AIM OF THE EXERCISE |
Copy out all of the items again, changing every "marker" to "point" and leaving the rest untouched.

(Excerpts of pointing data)
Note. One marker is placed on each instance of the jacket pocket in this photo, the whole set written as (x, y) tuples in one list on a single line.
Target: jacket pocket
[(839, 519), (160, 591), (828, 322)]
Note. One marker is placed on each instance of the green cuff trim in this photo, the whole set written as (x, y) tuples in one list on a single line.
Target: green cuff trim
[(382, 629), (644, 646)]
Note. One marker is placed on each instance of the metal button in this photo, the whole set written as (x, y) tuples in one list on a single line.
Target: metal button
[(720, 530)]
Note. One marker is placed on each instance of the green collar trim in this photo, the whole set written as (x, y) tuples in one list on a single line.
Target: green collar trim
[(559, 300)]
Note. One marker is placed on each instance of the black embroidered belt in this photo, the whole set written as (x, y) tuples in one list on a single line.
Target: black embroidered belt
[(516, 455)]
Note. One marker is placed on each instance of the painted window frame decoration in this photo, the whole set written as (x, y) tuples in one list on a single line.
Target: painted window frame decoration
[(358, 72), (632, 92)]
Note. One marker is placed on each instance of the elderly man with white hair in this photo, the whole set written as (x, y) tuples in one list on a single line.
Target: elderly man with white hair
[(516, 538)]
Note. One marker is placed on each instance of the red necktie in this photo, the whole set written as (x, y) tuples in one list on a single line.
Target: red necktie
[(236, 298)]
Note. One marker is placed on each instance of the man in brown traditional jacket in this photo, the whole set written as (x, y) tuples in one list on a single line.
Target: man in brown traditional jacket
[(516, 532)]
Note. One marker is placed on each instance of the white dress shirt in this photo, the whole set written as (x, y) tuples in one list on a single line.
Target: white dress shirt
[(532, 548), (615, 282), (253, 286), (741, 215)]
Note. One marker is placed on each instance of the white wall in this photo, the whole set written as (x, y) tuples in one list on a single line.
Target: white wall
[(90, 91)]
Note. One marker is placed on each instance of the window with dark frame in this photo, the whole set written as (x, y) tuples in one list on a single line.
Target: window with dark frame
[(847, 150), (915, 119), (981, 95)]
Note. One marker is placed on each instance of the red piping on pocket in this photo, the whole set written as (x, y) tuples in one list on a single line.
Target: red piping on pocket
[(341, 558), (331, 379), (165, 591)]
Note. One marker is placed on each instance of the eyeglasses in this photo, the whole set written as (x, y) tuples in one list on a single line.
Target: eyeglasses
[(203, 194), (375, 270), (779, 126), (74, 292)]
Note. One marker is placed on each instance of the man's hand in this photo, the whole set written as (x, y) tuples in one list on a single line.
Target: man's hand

ANSWER TO THE TASK |
Note. One point is placed on each instance of the jacket pocket in this photo, the whole set written as (x, y) tuples in one list on a single line.
Target: jacket pocket
[(839, 519), (160, 591), (828, 322)]
Note. One point is placed on each instance of the green cuff trim in this photo, the whole set written as (x, y) tuples in one list on a single line.
Target: green cuff trim
[(382, 629), (644, 646)]
Note. One point is placed on each instance of the metal button in this photo, the whole set written as (x, y) tuples in one list on a single line.
Target: metal button
[(720, 530)]
Note. One point is placed on each instance of the green collar trim in this photo, the whole set written as (x, y) tuples in one list on a single line.
Target: green collar trim
[(559, 300)]
Note. One point is placed on each instance of the black embroidered belt in this photo, the whole set written as (x, y) tuples in one list on a single line.
Target: black embroidered belt
[(516, 455)]
Note. One point is placed on each instance of the painted window frame decoration in this photo, the whole set written as (x, y) tuples in one list on a single line.
Target: painted window frame decoration
[(358, 72), (632, 92)]
Note. One point is placed on each instance of the elderly man with white hair in this photo, the whole set written as (x, y) tuples in one list on a single line.
Target: elderly man with white hair
[(516, 538)]
Note. One point is placed on each instance of the red necktie in this photo, the whole set written as (x, y) tuples in one list on a single line.
Target: red necktie
[(236, 298)]
Note. One point is placed on each instance of the man in brown traditional jacket in this photo, the whole set written as (x, y) tuples in one list on a single line.
Target: man in brown traditional jacket
[(516, 532)]
Note. One point is placed on each instance of the white dress shirt in this photo, the whole set written as (x, y) tuples in one list on a single line.
Target: white dress shirt
[(532, 548), (615, 282), (253, 286), (741, 215)]
Note. One point is placed on each instance of the white wall in this photo, the whole set written as (x, y) tuples in one list on a single line.
Target: white wall
[(90, 91)]
Note. One point is placed on each instance of the window with dark frame in this photo, the whole set written as (x, y) tuples in one list on a single line.
Target: window with dark frame
[(847, 150), (915, 119), (981, 95)]
Note. One point is placed on each instance of the red piping on pocket in this photo, the whole set written as (x, y) tuples in one list on a single line.
Target: red piping on pocket
[(341, 558), (331, 379), (165, 591)]
Note. One point is placed on each instance of the eyeglasses in this photo, the whole set written as (x, y) tuples in one list on a single line.
Target: eyeglasses
[(203, 194), (375, 270), (779, 126), (74, 292)]
Note. One point is placed on each instance of the man's hand in this photo, the whole set written as (x, y) tuples in one list on a single line.
Target: man's hand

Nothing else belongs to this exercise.